*Description of the task*: Please report every line of the entries below that contains the word "water", copying each such line in full. Case counts when matching.

*Provided information*:
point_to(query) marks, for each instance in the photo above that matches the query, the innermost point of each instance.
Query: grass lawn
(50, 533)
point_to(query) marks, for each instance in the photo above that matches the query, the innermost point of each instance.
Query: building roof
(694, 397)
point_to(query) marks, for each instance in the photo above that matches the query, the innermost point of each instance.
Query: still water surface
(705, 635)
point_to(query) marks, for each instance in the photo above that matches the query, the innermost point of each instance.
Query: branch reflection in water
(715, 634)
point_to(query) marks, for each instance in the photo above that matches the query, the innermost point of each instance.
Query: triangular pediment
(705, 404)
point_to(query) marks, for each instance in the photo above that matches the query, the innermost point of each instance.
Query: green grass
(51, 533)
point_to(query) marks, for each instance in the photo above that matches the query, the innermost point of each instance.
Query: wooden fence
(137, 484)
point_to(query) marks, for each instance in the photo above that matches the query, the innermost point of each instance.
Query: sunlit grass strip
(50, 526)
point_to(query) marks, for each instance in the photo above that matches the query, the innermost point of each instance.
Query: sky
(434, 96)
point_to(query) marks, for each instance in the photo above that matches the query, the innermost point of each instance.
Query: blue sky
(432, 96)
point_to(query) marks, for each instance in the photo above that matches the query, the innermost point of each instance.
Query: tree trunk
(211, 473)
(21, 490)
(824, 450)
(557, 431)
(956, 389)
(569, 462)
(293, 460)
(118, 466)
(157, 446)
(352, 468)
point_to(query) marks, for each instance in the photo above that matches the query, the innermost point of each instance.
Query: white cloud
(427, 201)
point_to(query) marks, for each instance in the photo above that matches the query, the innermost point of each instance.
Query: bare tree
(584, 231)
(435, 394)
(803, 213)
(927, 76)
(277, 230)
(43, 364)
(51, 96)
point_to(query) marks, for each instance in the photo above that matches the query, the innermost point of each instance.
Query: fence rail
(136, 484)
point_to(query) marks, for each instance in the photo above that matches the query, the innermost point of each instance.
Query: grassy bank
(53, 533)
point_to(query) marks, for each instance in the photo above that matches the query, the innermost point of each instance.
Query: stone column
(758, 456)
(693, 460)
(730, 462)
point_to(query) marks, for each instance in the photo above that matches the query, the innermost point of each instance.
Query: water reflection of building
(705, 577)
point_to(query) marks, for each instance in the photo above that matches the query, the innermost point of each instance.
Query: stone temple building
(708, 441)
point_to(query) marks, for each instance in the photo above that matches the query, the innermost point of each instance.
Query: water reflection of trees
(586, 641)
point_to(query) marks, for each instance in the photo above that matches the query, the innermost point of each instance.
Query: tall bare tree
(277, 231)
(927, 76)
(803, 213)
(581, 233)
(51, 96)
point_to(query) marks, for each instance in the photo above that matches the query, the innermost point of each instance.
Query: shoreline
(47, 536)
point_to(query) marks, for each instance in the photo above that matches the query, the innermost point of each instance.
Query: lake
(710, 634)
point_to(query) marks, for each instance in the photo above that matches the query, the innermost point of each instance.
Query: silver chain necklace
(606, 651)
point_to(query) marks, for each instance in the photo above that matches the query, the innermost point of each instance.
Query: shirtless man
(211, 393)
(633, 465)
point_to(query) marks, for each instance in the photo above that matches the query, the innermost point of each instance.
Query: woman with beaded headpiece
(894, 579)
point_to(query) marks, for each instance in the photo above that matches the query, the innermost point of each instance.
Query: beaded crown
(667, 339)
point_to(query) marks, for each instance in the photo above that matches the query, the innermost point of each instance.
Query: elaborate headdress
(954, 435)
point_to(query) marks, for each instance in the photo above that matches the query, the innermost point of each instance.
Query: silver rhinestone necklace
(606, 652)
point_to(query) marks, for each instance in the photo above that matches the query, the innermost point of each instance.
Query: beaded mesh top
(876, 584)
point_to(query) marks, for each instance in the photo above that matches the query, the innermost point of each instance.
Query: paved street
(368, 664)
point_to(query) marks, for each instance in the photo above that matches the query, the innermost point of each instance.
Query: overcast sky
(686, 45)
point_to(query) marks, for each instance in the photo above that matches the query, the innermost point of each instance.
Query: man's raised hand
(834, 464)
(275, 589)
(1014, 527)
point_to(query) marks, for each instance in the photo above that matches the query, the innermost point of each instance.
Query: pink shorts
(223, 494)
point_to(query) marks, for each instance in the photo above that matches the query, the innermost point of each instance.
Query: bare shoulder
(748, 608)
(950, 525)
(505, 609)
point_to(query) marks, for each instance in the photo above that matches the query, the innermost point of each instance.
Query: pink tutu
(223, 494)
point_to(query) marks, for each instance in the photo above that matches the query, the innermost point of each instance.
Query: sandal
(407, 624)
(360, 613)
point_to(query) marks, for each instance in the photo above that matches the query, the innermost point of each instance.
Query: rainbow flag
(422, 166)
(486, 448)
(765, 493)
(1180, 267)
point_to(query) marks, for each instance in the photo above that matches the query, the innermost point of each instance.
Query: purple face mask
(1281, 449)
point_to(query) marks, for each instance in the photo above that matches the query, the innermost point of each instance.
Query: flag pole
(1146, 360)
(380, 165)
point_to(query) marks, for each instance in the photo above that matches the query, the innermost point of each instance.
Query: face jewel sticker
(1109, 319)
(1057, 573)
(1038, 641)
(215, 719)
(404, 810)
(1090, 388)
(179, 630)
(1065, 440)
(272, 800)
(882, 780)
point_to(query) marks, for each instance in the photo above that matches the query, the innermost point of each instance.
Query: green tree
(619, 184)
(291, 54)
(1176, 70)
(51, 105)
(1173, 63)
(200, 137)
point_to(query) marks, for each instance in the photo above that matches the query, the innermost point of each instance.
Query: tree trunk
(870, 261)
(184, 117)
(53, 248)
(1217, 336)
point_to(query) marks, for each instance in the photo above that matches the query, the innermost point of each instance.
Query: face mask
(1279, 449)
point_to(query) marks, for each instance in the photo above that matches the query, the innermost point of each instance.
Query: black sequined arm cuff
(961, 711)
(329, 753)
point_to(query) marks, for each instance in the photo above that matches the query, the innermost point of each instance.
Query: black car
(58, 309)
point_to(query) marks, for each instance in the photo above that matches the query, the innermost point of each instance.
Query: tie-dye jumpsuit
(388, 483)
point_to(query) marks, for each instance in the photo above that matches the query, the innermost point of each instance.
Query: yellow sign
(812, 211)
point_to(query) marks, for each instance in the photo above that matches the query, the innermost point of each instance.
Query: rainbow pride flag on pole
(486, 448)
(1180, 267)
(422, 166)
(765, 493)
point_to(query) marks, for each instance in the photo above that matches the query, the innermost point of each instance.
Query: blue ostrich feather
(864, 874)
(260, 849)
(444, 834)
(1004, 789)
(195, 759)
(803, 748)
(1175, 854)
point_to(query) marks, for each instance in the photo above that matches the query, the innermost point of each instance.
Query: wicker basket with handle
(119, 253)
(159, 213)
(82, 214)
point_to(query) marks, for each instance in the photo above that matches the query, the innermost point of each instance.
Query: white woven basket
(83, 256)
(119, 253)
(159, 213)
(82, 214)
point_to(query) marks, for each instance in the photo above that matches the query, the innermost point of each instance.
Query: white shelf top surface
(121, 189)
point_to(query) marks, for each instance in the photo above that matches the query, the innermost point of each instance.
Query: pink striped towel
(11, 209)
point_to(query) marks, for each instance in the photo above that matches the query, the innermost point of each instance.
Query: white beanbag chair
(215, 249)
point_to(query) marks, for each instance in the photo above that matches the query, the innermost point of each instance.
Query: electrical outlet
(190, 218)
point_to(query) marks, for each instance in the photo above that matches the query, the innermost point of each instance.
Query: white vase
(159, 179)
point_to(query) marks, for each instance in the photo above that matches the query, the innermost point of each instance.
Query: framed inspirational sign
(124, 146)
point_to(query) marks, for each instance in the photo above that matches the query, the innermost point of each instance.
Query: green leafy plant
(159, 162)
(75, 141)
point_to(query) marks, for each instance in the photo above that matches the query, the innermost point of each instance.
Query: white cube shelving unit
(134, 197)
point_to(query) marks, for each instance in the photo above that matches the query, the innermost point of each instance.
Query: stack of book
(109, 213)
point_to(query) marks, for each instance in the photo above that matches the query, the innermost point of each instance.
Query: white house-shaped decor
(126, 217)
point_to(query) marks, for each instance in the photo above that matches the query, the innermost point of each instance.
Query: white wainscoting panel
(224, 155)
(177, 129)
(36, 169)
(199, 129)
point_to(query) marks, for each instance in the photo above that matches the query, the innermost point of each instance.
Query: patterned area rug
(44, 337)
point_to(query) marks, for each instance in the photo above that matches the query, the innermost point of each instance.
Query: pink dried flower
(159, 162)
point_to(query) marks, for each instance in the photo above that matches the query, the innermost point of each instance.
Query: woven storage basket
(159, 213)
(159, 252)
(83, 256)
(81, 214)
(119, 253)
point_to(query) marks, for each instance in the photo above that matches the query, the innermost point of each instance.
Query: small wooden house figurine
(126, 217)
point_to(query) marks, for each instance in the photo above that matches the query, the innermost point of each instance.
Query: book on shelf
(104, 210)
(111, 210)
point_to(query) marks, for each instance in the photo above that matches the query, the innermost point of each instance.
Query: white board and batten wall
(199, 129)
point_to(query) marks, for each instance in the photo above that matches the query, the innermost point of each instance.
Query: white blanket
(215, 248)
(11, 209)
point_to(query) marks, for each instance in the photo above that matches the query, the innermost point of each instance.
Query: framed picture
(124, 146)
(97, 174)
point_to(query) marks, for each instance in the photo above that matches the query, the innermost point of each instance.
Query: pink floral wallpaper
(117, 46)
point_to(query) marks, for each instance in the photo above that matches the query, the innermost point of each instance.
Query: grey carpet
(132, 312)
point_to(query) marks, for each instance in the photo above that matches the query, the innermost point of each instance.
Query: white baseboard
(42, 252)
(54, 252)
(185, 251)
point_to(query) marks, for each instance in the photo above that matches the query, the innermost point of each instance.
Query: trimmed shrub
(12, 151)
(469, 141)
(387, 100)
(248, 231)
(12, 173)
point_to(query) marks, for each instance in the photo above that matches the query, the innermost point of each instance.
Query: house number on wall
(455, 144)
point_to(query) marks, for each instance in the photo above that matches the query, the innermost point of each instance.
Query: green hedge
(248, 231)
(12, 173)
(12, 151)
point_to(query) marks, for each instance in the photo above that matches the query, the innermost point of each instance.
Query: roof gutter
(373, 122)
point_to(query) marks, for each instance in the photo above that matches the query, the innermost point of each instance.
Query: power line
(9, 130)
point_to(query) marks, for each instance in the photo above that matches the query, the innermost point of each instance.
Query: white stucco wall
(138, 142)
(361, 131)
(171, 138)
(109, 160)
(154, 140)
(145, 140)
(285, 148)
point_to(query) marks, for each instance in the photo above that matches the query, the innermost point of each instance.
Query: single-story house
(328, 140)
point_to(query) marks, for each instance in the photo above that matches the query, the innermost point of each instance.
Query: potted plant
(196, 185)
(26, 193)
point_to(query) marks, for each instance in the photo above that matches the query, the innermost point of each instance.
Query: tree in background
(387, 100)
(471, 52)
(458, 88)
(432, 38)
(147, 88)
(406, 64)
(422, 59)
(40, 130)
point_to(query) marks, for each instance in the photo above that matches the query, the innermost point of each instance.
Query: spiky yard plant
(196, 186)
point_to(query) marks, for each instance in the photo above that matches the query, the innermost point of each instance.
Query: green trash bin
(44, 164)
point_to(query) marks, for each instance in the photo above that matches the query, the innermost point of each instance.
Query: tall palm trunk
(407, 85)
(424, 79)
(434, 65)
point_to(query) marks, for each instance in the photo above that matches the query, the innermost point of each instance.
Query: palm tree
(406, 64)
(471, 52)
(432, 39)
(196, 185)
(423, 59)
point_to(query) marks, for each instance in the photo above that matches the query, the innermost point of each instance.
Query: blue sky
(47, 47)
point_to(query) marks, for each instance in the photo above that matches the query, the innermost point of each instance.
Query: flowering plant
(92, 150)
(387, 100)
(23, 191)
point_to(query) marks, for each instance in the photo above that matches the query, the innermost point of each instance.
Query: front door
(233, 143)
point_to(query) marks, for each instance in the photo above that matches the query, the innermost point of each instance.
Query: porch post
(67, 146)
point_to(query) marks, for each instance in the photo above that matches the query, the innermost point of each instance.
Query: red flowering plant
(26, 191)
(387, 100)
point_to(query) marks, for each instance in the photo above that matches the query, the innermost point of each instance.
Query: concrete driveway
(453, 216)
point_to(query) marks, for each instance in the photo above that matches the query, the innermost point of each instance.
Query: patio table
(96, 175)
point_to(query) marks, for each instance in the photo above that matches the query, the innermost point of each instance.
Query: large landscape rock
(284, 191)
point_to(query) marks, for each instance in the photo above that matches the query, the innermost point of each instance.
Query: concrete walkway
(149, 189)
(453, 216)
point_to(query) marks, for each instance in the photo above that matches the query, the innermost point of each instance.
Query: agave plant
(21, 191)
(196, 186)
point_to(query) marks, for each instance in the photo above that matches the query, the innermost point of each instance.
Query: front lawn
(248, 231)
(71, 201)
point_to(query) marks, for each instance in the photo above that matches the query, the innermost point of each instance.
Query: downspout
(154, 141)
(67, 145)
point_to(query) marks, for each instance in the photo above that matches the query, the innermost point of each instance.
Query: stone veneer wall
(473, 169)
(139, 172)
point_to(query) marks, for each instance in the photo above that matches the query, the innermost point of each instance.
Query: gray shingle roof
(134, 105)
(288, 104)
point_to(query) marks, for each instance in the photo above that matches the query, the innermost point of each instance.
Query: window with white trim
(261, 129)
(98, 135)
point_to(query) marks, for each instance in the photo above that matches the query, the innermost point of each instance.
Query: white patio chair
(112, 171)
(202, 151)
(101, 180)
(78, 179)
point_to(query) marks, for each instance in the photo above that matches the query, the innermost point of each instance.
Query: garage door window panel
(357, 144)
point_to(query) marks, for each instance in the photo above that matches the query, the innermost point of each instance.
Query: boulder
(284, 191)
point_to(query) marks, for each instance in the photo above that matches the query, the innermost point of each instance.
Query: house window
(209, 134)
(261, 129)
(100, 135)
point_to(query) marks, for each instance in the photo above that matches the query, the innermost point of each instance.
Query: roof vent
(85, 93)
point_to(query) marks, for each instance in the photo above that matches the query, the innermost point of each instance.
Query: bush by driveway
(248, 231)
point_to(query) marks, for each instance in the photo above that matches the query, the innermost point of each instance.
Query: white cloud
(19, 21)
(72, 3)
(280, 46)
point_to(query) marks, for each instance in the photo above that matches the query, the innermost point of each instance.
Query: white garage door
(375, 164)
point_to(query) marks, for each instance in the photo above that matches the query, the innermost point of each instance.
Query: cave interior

*Complete response*:
Query: still water surface
Query: branch reflection in water
Query: water reflection of building
Query: water reflection of trees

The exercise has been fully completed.